# [Challenge]
Render the data as a numbered list, starting at the line that contains "Annotate each instance of the man's hand" and ending at the end of the data, with blank lines omitted.
** begin Data for this exercise **
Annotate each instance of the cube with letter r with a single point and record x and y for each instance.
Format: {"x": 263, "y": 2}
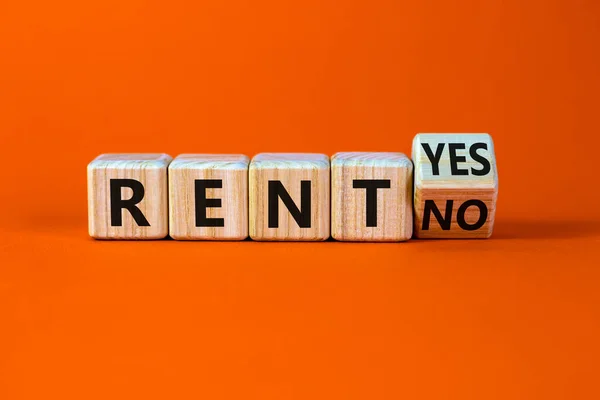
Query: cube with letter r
{"x": 455, "y": 185}
{"x": 127, "y": 196}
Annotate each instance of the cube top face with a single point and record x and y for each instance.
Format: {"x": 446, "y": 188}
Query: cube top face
{"x": 371, "y": 197}
{"x": 208, "y": 197}
{"x": 206, "y": 161}
{"x": 127, "y": 196}
{"x": 290, "y": 161}
{"x": 289, "y": 197}
{"x": 456, "y": 185}
{"x": 459, "y": 164}
{"x": 131, "y": 160}
{"x": 370, "y": 159}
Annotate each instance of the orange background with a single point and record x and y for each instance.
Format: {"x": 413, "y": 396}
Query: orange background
{"x": 516, "y": 316}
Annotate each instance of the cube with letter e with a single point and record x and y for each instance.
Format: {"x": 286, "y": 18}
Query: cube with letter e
{"x": 456, "y": 185}
{"x": 127, "y": 196}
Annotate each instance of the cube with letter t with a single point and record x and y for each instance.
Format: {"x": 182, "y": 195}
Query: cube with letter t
{"x": 456, "y": 185}
{"x": 289, "y": 197}
{"x": 208, "y": 197}
{"x": 371, "y": 197}
{"x": 127, "y": 196}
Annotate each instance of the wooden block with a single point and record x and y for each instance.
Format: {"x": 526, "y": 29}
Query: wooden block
{"x": 456, "y": 185}
{"x": 208, "y": 197}
{"x": 289, "y": 197}
{"x": 371, "y": 197}
{"x": 127, "y": 196}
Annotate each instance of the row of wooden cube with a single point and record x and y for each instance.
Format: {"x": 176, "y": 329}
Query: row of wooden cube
{"x": 354, "y": 196}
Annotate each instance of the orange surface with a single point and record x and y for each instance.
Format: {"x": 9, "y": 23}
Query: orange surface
{"x": 513, "y": 317}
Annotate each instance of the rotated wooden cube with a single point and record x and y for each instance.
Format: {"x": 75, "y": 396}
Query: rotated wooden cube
{"x": 127, "y": 196}
{"x": 289, "y": 197}
{"x": 371, "y": 197}
{"x": 456, "y": 185}
{"x": 208, "y": 197}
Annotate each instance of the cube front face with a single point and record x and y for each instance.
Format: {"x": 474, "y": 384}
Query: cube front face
{"x": 289, "y": 197}
{"x": 208, "y": 197}
{"x": 456, "y": 185}
{"x": 371, "y": 197}
{"x": 127, "y": 196}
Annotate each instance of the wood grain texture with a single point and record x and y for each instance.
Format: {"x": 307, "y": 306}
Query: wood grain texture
{"x": 290, "y": 169}
{"x": 445, "y": 186}
{"x": 151, "y": 171}
{"x": 348, "y": 204}
{"x": 232, "y": 170}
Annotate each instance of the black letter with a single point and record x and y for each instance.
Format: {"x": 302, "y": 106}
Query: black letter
{"x": 202, "y": 203}
{"x": 116, "y": 203}
{"x": 371, "y": 185}
{"x": 444, "y": 222}
{"x": 482, "y": 160}
{"x": 460, "y": 216}
{"x": 454, "y": 159}
{"x": 302, "y": 216}
{"x": 435, "y": 159}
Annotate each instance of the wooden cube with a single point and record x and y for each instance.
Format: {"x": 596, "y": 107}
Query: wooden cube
{"x": 371, "y": 197}
{"x": 456, "y": 185}
{"x": 289, "y": 197}
{"x": 127, "y": 196}
{"x": 208, "y": 197}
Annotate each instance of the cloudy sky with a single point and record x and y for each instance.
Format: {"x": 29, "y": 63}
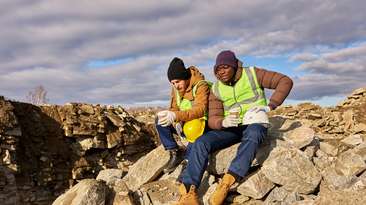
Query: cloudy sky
{"x": 116, "y": 52}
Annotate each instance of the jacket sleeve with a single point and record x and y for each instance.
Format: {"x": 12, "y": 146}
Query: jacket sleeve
{"x": 200, "y": 105}
{"x": 173, "y": 102}
{"x": 215, "y": 112}
{"x": 282, "y": 84}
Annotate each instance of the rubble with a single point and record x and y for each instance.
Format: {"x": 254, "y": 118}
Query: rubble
{"x": 311, "y": 155}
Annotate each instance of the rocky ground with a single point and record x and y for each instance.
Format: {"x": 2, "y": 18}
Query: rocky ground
{"x": 88, "y": 154}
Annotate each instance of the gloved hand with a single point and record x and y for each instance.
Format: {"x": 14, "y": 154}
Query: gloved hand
{"x": 257, "y": 108}
{"x": 179, "y": 129}
{"x": 168, "y": 119}
{"x": 230, "y": 121}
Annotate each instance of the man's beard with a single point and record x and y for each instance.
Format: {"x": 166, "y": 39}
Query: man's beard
{"x": 181, "y": 93}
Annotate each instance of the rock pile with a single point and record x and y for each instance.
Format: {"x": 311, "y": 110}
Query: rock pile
{"x": 311, "y": 155}
{"x": 85, "y": 154}
{"x": 45, "y": 150}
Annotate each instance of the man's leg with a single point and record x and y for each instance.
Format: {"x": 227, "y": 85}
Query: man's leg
{"x": 252, "y": 137}
{"x": 169, "y": 143}
{"x": 202, "y": 147}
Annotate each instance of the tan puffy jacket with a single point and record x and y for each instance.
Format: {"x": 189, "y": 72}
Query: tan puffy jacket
{"x": 200, "y": 102}
{"x": 282, "y": 85}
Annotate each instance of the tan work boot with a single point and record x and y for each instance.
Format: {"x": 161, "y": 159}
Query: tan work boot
{"x": 221, "y": 191}
{"x": 189, "y": 198}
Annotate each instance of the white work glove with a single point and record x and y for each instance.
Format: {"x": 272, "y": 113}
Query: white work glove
{"x": 257, "y": 108}
{"x": 179, "y": 129}
{"x": 230, "y": 121}
{"x": 168, "y": 119}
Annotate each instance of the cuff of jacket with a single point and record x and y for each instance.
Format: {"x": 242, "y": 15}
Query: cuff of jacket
{"x": 271, "y": 105}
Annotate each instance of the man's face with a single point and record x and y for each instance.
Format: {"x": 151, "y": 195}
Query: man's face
{"x": 180, "y": 85}
{"x": 226, "y": 73}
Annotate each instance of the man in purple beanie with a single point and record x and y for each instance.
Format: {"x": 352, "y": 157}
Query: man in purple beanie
{"x": 242, "y": 89}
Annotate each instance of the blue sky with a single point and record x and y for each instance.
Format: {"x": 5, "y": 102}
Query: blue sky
{"x": 117, "y": 52}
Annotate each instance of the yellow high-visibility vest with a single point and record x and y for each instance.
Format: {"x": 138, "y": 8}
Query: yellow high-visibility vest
{"x": 244, "y": 94}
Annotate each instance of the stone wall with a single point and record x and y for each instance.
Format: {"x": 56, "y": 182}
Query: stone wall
{"x": 45, "y": 150}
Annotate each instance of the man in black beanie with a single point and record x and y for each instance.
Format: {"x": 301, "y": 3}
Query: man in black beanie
{"x": 189, "y": 100}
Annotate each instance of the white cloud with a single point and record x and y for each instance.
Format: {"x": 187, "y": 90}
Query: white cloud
{"x": 51, "y": 42}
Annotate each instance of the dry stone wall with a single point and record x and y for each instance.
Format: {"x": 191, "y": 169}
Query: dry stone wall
{"x": 45, "y": 150}
{"x": 75, "y": 153}
{"x": 311, "y": 155}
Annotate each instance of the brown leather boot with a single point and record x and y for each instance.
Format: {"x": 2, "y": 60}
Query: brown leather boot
{"x": 189, "y": 198}
{"x": 221, "y": 191}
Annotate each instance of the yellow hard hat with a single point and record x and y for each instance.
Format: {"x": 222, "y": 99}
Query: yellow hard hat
{"x": 193, "y": 129}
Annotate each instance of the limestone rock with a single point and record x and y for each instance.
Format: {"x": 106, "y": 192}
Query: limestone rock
{"x": 88, "y": 191}
{"x": 256, "y": 186}
{"x": 293, "y": 170}
{"x": 139, "y": 174}
{"x": 163, "y": 192}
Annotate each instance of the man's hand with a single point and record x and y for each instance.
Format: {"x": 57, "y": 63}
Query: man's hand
{"x": 257, "y": 108}
{"x": 230, "y": 121}
{"x": 179, "y": 129}
{"x": 168, "y": 119}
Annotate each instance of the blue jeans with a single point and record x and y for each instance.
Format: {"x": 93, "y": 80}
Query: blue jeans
{"x": 250, "y": 137}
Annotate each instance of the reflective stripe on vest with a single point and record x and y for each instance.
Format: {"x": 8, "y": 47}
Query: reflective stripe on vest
{"x": 188, "y": 104}
{"x": 244, "y": 94}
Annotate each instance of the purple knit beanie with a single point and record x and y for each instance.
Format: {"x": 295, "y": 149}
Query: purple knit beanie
{"x": 226, "y": 58}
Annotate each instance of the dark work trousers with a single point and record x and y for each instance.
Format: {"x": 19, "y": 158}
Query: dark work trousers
{"x": 250, "y": 137}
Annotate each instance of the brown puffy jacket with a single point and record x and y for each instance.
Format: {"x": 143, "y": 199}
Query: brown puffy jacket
{"x": 282, "y": 85}
{"x": 200, "y": 101}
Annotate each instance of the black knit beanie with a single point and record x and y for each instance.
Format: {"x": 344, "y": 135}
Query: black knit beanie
{"x": 177, "y": 71}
** end Data for this exercise **
# [Complete response]
1. Annotate each instance of the man's hand with a single point and record x and y for each instance.
2. Format: {"x": 57, "y": 63}
3. Query: man's hand
4. {"x": 257, "y": 108}
5. {"x": 230, "y": 121}
6. {"x": 179, "y": 129}
7. {"x": 168, "y": 119}
8. Annotate each instance of the blue jeans with a single point and record x and y for each instance.
9. Format: {"x": 93, "y": 80}
10. Query: blue jeans
11. {"x": 250, "y": 137}
12. Annotate each instance of the reflective stripe on vest with a single point and record x and y for each instance.
13. Format: {"x": 8, "y": 47}
14. Query: reflective stripe on vest
15. {"x": 188, "y": 104}
16. {"x": 244, "y": 94}
17. Annotate each instance of the purple knit beanie with a single point and record x and y for each instance.
18. Format: {"x": 295, "y": 149}
19. Query: purple knit beanie
20. {"x": 226, "y": 58}
21. Annotate each instance of the dark work trousers with a single point and record x and y for each instance.
22. Format: {"x": 19, "y": 158}
23. Query: dark work trousers
24. {"x": 250, "y": 137}
25. Annotate each instance of the brown puffy jacket with a single point and record x and y for each instance.
26. Format: {"x": 143, "y": 199}
27. Query: brown puffy jacket
28. {"x": 282, "y": 85}
29. {"x": 200, "y": 101}
30. Annotate each instance of the black knit beanie with a single point and record x and y for each instance.
31. Format: {"x": 344, "y": 135}
32. Query: black knit beanie
33. {"x": 177, "y": 71}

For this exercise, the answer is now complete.